Copy the data below verbatim, starting at the line that contains "the shirt cuff" and ending at the line that contains "column 154, row 442", with both of those lines included.
===============
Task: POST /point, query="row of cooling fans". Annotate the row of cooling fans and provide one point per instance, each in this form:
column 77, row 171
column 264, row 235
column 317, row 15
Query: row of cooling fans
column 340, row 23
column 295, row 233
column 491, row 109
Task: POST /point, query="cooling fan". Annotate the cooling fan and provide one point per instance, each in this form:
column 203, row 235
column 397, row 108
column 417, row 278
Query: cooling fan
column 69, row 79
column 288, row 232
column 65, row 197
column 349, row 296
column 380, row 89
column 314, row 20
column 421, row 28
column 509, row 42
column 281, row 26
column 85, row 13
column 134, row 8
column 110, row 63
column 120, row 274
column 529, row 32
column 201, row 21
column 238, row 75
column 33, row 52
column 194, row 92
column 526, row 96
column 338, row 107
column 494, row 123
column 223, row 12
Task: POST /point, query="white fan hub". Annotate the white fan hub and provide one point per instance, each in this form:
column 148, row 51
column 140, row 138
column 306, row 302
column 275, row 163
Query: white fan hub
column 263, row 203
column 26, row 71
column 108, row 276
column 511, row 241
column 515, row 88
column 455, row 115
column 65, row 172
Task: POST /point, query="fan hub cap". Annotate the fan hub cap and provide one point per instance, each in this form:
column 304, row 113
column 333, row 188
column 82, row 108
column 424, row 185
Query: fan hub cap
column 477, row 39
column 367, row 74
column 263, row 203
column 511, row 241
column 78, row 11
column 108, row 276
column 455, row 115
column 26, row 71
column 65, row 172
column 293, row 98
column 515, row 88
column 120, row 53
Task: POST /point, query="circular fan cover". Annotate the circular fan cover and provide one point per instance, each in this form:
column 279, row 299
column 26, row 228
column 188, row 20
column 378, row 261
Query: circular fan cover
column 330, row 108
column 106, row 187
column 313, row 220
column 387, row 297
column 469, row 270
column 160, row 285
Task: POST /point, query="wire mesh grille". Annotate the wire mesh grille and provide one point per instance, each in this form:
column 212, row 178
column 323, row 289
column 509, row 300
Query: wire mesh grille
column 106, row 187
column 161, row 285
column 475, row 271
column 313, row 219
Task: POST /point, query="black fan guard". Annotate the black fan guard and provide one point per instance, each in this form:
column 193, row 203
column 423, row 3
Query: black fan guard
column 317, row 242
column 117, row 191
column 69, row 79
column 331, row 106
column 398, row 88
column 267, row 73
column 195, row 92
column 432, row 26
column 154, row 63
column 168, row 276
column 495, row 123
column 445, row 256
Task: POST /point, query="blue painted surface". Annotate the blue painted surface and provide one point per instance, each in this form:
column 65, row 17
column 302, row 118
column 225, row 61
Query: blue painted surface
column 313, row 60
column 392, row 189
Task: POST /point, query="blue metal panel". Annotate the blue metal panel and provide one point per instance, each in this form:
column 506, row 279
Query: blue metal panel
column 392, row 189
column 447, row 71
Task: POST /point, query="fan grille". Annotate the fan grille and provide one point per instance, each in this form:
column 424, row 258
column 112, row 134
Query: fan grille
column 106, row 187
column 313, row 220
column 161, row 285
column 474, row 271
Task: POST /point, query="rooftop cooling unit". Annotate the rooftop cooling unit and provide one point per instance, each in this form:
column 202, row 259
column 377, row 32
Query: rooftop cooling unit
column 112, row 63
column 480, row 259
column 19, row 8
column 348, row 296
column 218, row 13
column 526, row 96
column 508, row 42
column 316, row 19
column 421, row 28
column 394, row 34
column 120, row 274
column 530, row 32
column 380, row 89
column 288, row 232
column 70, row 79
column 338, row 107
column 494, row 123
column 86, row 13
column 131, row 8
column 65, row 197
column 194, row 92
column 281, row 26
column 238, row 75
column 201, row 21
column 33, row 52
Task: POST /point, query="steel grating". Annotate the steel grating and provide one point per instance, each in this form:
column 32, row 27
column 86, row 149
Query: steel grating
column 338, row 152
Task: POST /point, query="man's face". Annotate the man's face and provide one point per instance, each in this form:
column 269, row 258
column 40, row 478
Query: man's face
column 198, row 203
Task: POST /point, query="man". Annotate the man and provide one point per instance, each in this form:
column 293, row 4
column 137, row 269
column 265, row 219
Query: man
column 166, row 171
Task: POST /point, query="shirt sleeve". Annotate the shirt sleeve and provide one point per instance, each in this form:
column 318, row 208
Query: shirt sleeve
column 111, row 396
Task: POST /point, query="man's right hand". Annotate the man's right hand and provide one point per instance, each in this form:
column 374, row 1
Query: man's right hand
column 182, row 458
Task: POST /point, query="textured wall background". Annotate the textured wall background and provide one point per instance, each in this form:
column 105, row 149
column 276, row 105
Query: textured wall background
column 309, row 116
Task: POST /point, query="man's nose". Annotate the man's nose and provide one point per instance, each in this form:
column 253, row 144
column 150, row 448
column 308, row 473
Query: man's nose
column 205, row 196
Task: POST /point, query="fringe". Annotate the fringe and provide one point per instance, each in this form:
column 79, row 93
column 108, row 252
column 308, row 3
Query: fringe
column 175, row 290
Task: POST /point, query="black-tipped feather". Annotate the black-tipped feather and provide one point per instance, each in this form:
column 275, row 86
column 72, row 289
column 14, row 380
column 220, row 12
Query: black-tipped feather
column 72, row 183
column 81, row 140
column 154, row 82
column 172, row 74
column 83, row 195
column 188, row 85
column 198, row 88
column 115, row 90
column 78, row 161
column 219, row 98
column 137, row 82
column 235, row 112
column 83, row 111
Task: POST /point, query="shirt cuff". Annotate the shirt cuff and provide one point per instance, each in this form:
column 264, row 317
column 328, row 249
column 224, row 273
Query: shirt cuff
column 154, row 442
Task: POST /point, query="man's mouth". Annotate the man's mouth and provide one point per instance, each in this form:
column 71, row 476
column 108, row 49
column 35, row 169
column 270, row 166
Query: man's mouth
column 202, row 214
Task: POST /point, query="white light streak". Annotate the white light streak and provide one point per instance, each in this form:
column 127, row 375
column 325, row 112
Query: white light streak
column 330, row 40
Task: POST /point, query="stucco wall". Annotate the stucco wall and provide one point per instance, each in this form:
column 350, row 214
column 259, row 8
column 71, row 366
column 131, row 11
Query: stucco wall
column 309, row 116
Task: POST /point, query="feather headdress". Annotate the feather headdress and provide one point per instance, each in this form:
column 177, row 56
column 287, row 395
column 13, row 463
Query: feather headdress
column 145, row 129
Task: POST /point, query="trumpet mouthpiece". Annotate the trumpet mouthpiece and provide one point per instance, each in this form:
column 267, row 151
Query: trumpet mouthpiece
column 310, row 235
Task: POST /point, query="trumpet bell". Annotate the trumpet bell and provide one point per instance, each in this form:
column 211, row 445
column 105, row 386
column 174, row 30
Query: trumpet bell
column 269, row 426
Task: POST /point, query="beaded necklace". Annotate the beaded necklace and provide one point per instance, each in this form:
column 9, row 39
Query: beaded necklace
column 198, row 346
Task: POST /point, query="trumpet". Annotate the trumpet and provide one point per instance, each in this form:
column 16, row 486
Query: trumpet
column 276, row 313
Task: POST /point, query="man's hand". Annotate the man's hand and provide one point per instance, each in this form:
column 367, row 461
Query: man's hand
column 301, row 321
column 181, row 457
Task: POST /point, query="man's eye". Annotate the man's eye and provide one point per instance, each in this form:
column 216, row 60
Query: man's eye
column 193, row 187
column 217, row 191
===============
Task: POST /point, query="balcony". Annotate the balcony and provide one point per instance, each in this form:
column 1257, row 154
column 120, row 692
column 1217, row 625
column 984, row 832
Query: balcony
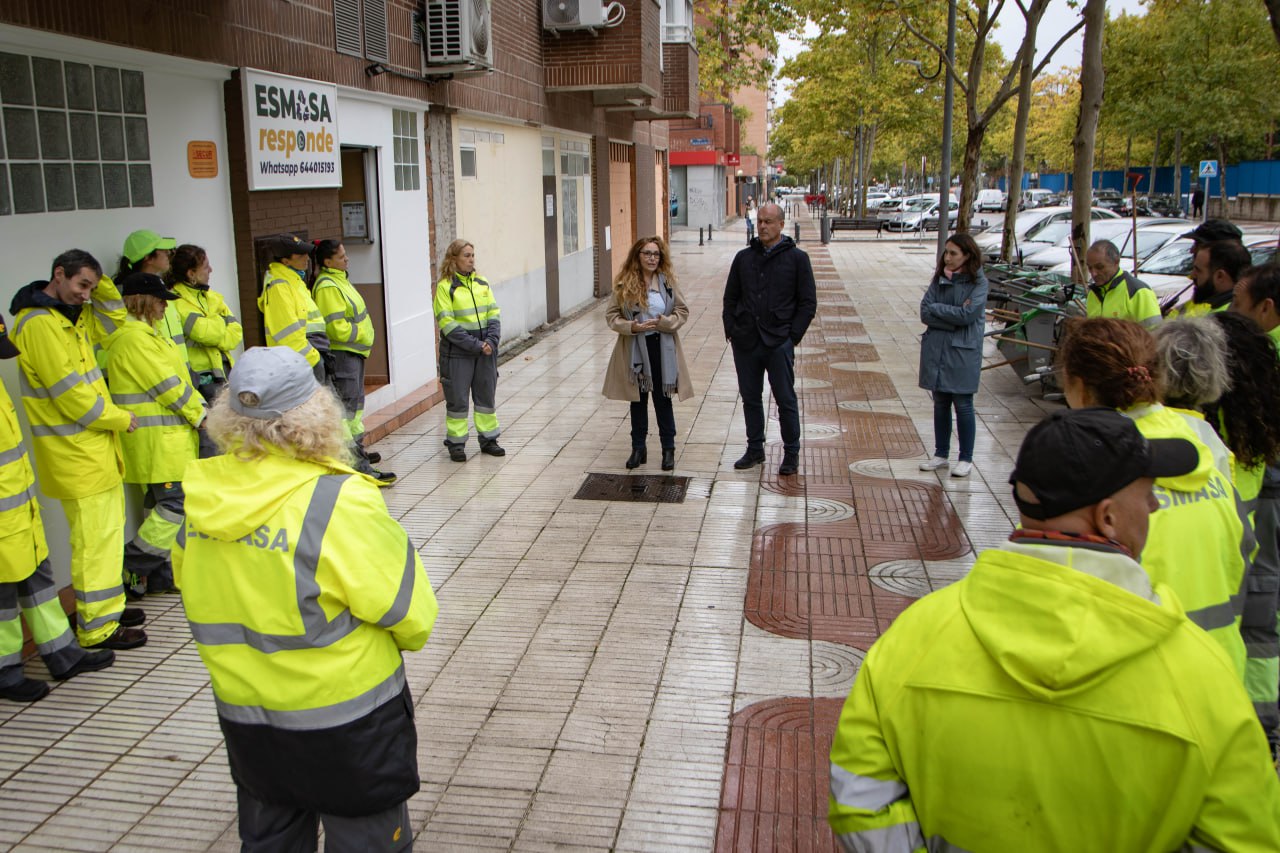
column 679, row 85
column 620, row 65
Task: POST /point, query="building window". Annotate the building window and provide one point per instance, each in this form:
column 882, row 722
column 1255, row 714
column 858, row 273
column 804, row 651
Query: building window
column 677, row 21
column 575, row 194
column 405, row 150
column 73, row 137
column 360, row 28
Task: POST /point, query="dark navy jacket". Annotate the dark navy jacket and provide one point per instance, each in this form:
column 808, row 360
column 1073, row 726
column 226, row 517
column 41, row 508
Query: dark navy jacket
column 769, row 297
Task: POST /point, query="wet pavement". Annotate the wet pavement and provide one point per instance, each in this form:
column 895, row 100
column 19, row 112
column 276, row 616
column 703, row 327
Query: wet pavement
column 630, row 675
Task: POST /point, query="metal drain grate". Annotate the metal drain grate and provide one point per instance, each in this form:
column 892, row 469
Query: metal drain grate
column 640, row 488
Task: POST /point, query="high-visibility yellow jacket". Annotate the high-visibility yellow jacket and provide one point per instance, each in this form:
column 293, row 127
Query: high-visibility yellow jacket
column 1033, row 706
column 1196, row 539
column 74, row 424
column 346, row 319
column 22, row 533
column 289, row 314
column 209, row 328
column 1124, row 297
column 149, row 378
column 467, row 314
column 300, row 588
===============
- [REPLY]:
Task: POST /point, query="shirt cuff". Annotate the shirt cuff and provide one point per instance, each in this form:
column 264, row 317
column 328, row 249
column 224, row 273
Query: shirt cuff
column 154, row 442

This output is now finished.